Work required >> Output all lines exactly, with nothing added or dropped.

Input rows >>
·····
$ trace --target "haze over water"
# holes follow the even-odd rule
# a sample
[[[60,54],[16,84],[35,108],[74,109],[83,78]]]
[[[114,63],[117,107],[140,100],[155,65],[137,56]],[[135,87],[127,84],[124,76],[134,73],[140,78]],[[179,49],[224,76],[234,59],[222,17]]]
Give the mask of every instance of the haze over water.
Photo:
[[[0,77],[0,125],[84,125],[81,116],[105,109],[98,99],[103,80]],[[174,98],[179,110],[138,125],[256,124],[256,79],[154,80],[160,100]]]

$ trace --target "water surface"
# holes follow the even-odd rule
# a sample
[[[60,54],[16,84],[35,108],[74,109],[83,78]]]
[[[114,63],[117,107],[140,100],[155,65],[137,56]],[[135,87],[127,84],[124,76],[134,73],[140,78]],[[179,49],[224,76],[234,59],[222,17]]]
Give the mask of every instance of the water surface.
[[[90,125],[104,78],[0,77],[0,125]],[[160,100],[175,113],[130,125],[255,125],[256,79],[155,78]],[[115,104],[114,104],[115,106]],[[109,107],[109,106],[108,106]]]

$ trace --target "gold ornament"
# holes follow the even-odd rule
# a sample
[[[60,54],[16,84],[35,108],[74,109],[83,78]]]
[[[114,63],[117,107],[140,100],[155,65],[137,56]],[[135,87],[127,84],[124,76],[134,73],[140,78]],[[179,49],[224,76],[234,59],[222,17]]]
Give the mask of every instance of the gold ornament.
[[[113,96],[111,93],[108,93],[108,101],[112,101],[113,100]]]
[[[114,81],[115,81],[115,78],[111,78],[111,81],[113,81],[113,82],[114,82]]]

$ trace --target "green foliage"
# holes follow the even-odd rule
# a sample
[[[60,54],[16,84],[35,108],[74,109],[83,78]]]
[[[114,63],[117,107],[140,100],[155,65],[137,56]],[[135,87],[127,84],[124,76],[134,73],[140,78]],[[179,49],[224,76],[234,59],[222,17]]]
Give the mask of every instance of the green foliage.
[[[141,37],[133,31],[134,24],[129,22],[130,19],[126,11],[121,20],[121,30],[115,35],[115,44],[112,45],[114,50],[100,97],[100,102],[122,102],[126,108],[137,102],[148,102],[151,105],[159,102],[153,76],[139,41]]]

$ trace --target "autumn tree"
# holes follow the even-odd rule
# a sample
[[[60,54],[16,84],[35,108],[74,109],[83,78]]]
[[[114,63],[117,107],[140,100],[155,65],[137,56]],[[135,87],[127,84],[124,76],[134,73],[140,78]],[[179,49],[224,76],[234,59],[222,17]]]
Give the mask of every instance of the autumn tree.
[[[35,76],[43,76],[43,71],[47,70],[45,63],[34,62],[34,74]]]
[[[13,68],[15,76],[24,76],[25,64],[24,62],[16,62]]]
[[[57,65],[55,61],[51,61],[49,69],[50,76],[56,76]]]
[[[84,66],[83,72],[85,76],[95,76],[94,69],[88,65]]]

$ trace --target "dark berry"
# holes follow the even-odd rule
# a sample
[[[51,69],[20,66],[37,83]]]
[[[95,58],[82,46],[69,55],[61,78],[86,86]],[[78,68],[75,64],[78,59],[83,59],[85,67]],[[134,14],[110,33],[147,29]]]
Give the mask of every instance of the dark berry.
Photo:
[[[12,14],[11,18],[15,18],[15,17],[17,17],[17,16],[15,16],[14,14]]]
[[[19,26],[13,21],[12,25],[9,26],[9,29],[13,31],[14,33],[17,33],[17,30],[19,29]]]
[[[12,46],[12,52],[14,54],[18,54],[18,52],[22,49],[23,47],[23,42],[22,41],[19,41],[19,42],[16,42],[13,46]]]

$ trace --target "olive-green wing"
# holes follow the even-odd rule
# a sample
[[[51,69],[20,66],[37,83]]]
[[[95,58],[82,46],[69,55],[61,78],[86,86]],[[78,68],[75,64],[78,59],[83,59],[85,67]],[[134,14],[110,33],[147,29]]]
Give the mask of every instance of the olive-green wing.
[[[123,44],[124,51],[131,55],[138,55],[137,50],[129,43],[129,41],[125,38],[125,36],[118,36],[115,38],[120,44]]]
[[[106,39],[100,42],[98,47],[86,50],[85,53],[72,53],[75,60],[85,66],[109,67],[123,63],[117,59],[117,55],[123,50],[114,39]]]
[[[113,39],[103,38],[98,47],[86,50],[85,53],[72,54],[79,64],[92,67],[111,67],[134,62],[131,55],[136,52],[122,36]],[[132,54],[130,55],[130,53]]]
·····
Exercise solution >>
$ trace --target "haze over water"
# holes follow the even-odd rule
# a sample
[[[60,54],[16,84],[35,108],[74,109],[83,78]]]
[[[114,63],[117,107],[140,100],[155,65],[137,56]],[[135,87],[127,84],[124,76],[134,73],[140,78]],[[179,49],[224,76],[234,59],[222,17]]]
Give the mask of every instance of the haze over water.
Photo:
[[[0,77],[0,125],[84,125],[81,116],[105,109],[98,99],[103,80]],[[174,98],[179,110],[138,125],[256,124],[256,79],[154,80],[160,100]]]

$ trace --target "water surface"
# holes follow the even-odd rule
# a sample
[[[60,54],[16,84],[35,108],[74,109],[83,78]]]
[[[114,63],[117,107],[140,100],[155,65],[137,56]],[[135,87],[127,84],[124,76],[134,73],[140,78]],[[179,49],[224,76],[234,59],[222,17]]]
Give the mask of every instance of the water surface.
[[[90,125],[104,78],[0,77],[0,125]],[[160,100],[175,113],[130,125],[255,125],[256,79],[155,78]],[[115,104],[114,104],[115,106]],[[109,107],[109,106],[108,106]]]

$ trace --target "gold ornament"
# holes follow the even-odd rule
# a sample
[[[60,54],[16,84],[35,108],[74,109],[83,78]]]
[[[114,63],[117,107],[140,100],[155,65],[137,56]],[[135,87],[127,84],[124,76],[134,73],[140,78]],[[179,49],[224,76],[234,59],[222,17]]]
Give the mask of every instance of the gold ornament.
[[[113,96],[111,93],[108,93],[108,101],[112,101],[113,100]]]
[[[114,81],[115,81],[115,78],[111,78],[111,81],[113,81],[113,82],[114,82]]]

$ trace --target "green foliage"
# holes follow the even-odd rule
# a sample
[[[60,54],[16,84],[35,108],[74,109],[83,78]]]
[[[114,63],[117,107],[140,100],[155,65],[137,56]],[[135,87],[127,84],[124,76],[134,73],[140,78]],[[179,49],[224,76],[234,59],[222,17]]]
Give the mask of every instance of the green foliage.
[[[141,37],[133,31],[134,24],[129,22],[130,19],[126,11],[121,20],[121,30],[115,35],[115,44],[112,45],[114,50],[100,97],[100,102],[122,102],[126,108],[137,102],[148,102],[151,105],[159,102],[153,76],[139,41]]]

$ trace --target "autumn tree"
# holes follow the even-odd rule
# a sample
[[[60,54],[16,84],[35,108],[74,109],[83,78]]]
[[[114,63],[117,107],[140,100],[155,65],[137,56]],[[135,87],[127,84],[124,76],[134,73],[140,78]],[[179,49],[224,76],[234,59],[222,17]]]
Give the mask of every instance of the autumn tree.
[[[35,76],[43,76],[43,71],[47,70],[45,63],[34,62],[34,74]]]
[[[13,68],[15,76],[24,76],[25,64],[24,62],[16,62]]]
[[[57,65],[55,61],[51,61],[49,69],[50,76],[56,76]]]
[[[84,66],[83,72],[85,76],[95,76],[94,69],[88,65]]]

$ trace --target "dark berry"
# holes follow the even-odd rule
# a sample
[[[51,69],[20,66],[37,83]]]
[[[95,58],[82,46],[69,55],[61,78],[86,86]],[[78,68],[75,64],[78,59],[83,59],[85,67]],[[134,14],[110,33],[147,29]]]
Give the mask of every instance of the dark berry.
Photo:
[[[12,14],[11,18],[15,18],[15,17],[17,17],[17,16],[15,16],[14,14]]]
[[[19,26],[13,21],[12,25],[9,26],[9,29],[13,31],[14,33],[17,33],[17,30],[19,29]]]
[[[12,46],[12,52],[14,54],[18,54],[18,52],[22,49],[23,47],[23,42],[22,41],[19,41],[19,42],[16,42],[13,46]]]

$ trace --target "olive-green wing"
# holes follow the even-odd rule
# a sample
[[[51,69],[20,66],[37,83]]]
[[[95,58],[82,46],[69,55],[61,78],[86,86]],[[78,68],[75,64],[78,59],[83,59],[85,67]],[[134,14],[110,33],[147,29]]]
Give the mask of every instance of the olive-green wing.
[[[123,44],[124,51],[131,55],[138,55],[137,50],[129,43],[129,41],[125,38],[125,36],[118,36],[115,38],[120,44]]]
[[[106,39],[100,42],[98,47],[86,50],[85,53],[72,53],[75,60],[85,66],[109,67],[123,63],[117,59],[117,55],[123,50],[114,39]]]
[[[113,39],[103,38],[98,47],[86,50],[85,53],[72,54],[79,64],[92,67],[111,67],[134,62],[131,55],[136,52],[122,36]],[[132,54],[130,55],[130,53]]]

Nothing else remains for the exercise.